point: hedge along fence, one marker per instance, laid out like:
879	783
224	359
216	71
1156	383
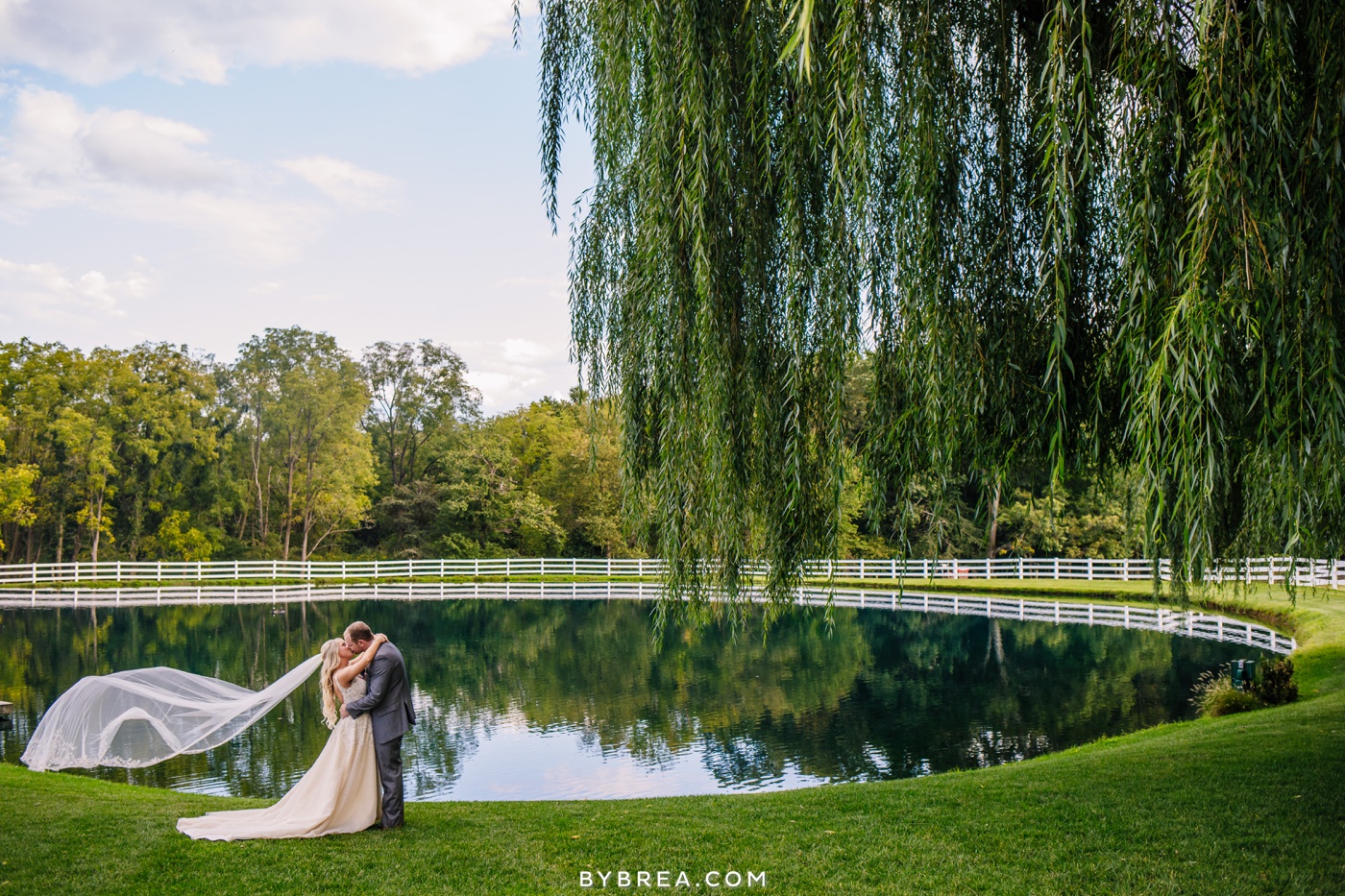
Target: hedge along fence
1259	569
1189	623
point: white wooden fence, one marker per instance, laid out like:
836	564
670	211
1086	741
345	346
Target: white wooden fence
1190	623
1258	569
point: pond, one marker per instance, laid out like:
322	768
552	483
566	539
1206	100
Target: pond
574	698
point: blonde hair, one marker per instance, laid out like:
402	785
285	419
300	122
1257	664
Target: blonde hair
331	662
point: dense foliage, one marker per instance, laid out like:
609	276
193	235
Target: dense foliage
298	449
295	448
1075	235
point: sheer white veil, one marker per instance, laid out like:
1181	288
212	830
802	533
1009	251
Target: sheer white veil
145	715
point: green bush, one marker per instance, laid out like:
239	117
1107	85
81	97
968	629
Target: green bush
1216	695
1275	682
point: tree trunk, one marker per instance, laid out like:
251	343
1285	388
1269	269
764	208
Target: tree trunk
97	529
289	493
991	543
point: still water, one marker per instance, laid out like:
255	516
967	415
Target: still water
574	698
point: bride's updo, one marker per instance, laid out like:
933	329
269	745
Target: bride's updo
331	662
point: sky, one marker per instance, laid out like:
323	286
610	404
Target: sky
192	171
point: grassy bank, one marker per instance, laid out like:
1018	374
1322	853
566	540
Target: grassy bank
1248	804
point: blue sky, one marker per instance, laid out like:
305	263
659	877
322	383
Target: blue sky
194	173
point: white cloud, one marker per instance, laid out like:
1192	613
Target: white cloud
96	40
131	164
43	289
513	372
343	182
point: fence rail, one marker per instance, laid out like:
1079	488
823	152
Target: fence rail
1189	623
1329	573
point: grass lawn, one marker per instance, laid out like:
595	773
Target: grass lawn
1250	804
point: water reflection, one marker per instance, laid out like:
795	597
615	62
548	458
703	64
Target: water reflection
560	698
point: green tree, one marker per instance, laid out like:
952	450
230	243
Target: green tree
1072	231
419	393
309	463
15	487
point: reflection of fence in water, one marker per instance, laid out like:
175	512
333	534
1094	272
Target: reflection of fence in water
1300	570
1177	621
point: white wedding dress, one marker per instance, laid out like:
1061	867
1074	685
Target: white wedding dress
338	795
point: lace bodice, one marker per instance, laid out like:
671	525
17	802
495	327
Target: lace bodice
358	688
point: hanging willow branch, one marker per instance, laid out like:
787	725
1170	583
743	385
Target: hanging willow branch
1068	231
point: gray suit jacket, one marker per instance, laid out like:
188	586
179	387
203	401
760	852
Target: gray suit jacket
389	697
==
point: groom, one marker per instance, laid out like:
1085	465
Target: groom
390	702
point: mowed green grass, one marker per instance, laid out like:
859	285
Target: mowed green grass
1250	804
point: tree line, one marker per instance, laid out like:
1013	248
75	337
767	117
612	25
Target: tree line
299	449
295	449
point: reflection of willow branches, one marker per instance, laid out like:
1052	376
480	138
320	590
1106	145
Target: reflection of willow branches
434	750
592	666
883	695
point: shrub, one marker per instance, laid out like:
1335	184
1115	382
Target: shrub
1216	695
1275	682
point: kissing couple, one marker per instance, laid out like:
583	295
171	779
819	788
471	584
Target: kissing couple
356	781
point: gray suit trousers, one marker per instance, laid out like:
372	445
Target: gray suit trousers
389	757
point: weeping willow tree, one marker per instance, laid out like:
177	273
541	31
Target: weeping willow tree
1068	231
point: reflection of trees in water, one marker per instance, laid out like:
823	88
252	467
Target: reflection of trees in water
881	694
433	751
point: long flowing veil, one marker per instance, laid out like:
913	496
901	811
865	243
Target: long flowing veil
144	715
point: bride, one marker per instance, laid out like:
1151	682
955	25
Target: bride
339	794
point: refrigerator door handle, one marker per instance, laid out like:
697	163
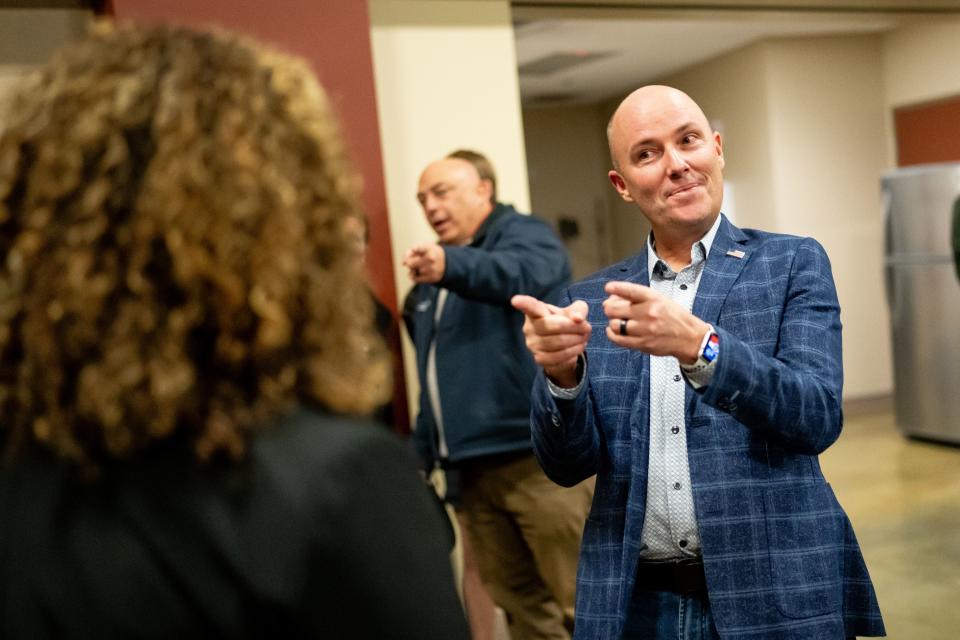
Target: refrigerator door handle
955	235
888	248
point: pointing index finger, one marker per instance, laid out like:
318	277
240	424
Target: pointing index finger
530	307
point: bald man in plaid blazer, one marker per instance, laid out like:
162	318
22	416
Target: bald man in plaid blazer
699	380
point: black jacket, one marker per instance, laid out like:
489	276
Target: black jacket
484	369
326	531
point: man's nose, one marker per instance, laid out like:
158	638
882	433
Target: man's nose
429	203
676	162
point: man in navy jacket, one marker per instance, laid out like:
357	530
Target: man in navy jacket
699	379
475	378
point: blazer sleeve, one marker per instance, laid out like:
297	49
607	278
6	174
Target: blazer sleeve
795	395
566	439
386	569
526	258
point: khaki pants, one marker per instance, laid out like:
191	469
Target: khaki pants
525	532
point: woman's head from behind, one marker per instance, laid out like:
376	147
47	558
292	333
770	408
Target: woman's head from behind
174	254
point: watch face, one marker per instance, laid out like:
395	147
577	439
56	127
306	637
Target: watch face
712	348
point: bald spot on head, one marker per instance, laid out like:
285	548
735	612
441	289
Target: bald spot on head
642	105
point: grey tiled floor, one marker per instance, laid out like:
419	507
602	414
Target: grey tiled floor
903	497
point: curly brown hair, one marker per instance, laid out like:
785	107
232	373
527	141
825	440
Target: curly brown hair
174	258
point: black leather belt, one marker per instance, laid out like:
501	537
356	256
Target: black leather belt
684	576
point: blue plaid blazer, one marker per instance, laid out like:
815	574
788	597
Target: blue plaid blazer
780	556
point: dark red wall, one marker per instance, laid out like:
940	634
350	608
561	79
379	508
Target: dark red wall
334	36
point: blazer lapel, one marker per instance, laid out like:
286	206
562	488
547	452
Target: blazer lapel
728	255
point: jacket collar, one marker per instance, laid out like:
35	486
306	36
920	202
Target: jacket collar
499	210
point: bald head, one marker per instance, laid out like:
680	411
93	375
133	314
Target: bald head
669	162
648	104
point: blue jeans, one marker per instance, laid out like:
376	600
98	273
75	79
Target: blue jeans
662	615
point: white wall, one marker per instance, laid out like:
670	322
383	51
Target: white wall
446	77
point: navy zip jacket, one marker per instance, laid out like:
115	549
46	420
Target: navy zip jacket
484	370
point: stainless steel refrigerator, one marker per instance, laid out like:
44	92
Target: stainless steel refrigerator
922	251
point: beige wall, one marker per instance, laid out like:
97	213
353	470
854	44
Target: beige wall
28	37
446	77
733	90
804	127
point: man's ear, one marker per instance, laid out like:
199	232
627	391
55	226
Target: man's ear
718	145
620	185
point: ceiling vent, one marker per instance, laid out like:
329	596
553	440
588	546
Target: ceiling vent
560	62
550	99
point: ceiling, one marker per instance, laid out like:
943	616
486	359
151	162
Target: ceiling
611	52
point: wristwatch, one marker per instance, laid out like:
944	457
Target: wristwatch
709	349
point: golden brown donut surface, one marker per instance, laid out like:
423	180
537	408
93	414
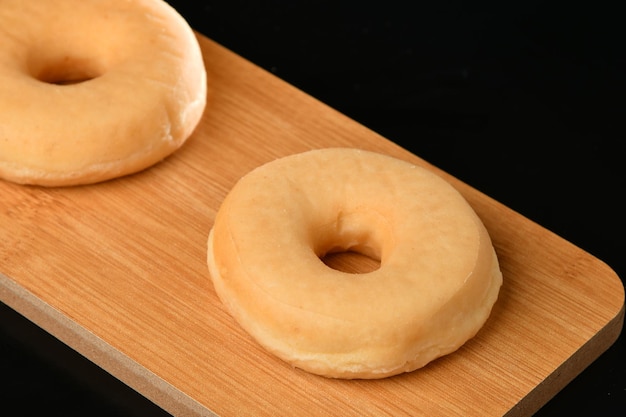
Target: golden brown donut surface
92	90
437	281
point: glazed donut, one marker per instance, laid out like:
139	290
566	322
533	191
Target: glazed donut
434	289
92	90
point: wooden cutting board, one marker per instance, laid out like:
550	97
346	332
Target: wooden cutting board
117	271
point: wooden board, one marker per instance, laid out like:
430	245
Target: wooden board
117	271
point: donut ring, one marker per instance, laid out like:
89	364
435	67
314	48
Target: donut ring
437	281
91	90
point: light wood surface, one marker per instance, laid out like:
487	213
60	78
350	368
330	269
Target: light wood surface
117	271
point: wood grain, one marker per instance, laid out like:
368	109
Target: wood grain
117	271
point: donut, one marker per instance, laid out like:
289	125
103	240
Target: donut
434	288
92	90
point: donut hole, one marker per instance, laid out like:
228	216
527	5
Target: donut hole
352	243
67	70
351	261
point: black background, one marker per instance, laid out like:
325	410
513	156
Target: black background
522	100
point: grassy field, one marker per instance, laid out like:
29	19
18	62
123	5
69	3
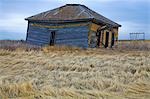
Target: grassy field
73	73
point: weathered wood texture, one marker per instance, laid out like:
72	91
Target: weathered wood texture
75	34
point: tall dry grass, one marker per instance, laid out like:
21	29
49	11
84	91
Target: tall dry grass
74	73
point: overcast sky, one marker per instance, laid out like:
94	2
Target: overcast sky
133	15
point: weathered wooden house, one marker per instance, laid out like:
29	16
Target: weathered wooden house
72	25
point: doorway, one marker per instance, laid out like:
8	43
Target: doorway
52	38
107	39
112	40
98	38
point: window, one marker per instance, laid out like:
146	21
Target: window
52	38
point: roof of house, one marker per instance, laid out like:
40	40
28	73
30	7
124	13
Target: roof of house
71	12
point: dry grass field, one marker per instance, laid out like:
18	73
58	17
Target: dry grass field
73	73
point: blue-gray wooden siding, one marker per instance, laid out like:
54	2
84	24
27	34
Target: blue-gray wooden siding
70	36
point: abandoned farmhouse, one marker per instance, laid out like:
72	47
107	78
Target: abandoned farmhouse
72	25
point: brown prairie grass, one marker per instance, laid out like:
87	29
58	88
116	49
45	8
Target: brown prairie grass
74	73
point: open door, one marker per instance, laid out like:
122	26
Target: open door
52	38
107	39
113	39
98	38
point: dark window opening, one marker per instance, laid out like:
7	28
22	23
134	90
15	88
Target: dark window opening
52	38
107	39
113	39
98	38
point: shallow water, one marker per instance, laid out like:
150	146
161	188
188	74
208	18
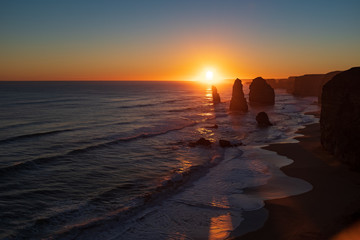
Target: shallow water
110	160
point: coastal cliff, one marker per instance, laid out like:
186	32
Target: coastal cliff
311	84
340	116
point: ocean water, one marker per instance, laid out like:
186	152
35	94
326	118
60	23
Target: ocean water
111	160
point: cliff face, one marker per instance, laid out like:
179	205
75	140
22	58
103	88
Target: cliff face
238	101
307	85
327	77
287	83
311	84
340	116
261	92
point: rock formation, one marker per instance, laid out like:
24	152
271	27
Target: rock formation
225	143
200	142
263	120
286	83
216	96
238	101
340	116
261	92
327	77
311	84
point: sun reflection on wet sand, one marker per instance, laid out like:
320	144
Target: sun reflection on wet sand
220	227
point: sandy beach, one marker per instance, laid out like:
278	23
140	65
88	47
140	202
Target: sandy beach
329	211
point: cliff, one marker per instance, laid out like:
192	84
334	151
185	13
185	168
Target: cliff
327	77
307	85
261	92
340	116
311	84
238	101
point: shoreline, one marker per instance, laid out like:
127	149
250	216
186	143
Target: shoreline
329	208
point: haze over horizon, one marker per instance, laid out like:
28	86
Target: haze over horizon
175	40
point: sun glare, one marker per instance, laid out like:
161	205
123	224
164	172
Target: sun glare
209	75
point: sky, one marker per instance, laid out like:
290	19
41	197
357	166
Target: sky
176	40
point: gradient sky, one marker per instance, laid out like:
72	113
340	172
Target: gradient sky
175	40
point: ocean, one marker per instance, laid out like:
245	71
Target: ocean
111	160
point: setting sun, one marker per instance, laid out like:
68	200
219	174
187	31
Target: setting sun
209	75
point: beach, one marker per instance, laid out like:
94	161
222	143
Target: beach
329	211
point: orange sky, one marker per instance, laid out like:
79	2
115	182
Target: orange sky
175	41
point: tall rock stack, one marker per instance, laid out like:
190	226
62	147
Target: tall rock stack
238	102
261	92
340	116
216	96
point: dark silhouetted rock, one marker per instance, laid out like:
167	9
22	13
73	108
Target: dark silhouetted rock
==
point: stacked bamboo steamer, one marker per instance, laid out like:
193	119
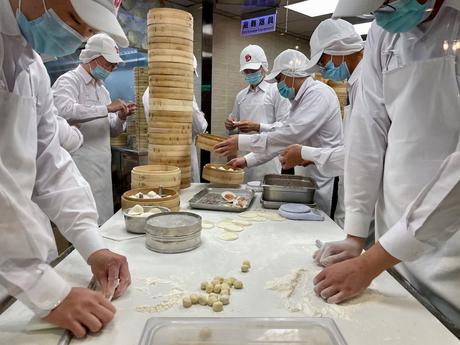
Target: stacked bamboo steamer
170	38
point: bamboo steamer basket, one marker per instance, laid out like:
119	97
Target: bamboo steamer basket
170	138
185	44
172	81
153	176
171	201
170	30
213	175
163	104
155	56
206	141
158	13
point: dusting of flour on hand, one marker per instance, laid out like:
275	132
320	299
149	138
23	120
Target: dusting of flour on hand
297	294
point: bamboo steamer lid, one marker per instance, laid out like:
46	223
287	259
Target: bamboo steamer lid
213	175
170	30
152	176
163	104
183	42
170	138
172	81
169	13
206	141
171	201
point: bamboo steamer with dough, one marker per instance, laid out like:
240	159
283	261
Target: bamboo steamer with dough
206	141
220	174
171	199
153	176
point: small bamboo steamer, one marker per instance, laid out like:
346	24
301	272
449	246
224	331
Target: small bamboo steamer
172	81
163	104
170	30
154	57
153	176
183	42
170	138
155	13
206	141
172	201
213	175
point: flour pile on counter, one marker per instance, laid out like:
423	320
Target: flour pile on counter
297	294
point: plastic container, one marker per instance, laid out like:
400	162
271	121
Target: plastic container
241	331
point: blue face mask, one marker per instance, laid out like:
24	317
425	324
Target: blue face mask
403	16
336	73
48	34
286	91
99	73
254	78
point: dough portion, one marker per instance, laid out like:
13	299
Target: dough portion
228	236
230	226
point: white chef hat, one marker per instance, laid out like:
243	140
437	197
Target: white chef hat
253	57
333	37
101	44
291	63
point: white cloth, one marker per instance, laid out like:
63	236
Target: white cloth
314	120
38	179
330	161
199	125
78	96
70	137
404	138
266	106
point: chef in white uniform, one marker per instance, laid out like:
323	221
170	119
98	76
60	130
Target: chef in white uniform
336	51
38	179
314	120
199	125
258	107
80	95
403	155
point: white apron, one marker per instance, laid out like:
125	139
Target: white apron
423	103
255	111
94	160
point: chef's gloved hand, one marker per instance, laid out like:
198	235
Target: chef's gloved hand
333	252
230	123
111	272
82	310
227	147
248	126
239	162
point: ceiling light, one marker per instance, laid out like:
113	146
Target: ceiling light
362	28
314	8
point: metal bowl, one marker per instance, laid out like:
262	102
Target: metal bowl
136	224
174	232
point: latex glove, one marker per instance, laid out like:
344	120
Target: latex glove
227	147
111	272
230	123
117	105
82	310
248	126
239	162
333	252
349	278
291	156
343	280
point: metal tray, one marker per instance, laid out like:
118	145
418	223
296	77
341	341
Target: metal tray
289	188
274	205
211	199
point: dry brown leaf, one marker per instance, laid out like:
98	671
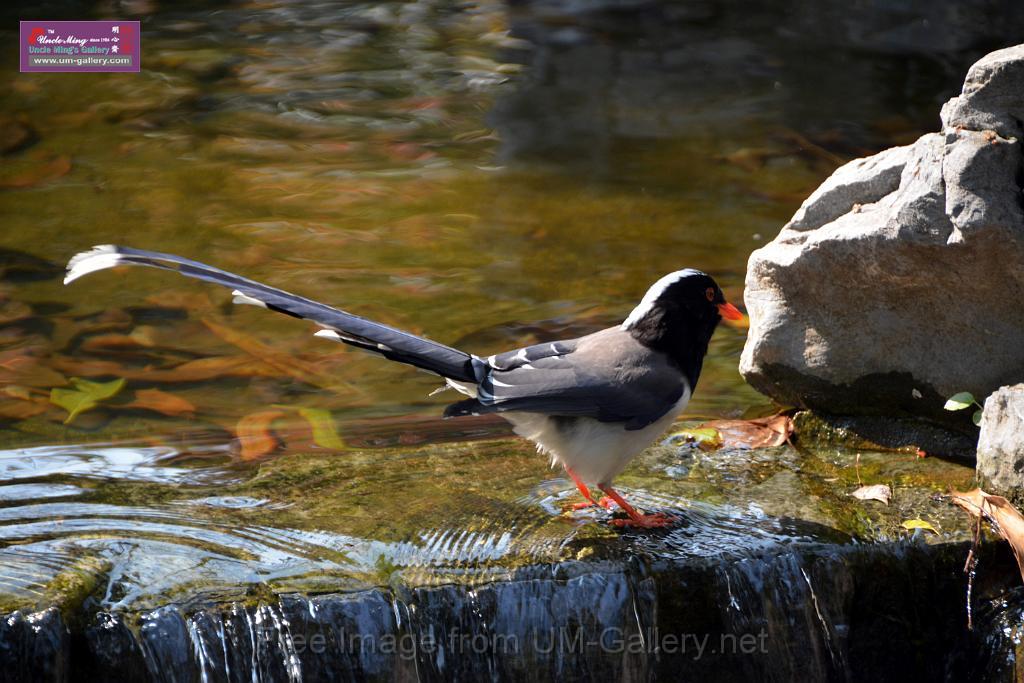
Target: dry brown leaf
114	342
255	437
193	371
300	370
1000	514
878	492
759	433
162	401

→ **Your task**
Select and copy each line of the items above that contains the word "apron", matching case exactly.

→ **Exercise response**
point: white apron, one marker per instance, laid out like:
Target: white apron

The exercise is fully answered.